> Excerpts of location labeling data
++++++++++

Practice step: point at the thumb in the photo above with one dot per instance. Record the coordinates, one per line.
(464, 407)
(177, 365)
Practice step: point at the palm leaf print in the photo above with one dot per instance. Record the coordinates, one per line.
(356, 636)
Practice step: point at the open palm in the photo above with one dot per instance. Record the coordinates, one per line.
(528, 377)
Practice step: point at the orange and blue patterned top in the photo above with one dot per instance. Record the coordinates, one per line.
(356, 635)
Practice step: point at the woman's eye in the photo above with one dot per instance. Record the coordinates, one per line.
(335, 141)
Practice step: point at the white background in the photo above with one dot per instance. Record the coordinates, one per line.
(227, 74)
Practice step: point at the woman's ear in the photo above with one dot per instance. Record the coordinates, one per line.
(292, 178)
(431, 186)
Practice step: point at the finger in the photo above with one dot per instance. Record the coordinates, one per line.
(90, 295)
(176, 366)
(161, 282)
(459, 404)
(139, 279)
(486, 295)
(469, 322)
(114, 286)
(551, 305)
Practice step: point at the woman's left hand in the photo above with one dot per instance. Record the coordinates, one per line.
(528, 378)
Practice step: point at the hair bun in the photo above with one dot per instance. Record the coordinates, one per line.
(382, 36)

++++++++++

> TASK TO CARRY OUT
Reproduce every line of the entries above word for word.

> RESPONSE
Practice step: point at the thumb in the photo above with one dot per instance. Record the coordinates, one per line.
(464, 407)
(177, 365)
Practice step: point at the palm leaf print in the photo above with one dot per instance. Record the coordinates, one per line.
(356, 636)
Practice step: point at the open palm in the photo above with one dot per instance. Record the coordinates, one per line.
(528, 377)
Practice step: point at the orange and blue patterned top in the photo above with one dot per instance. Record the coordinates, one per line.
(356, 635)
Practice step: point at the woman's eye in the photo above with one dot per instance. Record the coordinates, one per line.
(335, 141)
Practice step: point at the white background in the photo above with one dot per instance. Record the coordinates, one per line.
(227, 74)
Practice step: point at the woman's ear in the photo above with one dot per instance. Record the coordinates, one per line.
(292, 178)
(431, 186)
Practice step: point at the finger in the photo above with one dot per instance. Record the coordinates, one per line.
(90, 295)
(176, 366)
(161, 282)
(459, 404)
(139, 279)
(486, 295)
(469, 322)
(114, 286)
(551, 305)
Practice step: point at the woman's left hand in the photo above with one dot per instance. Record the coordinates, one per line.
(528, 378)
Practice step: point at the hair bun in the photo above with one dot per instance. Record the coordinates, one per line.
(382, 36)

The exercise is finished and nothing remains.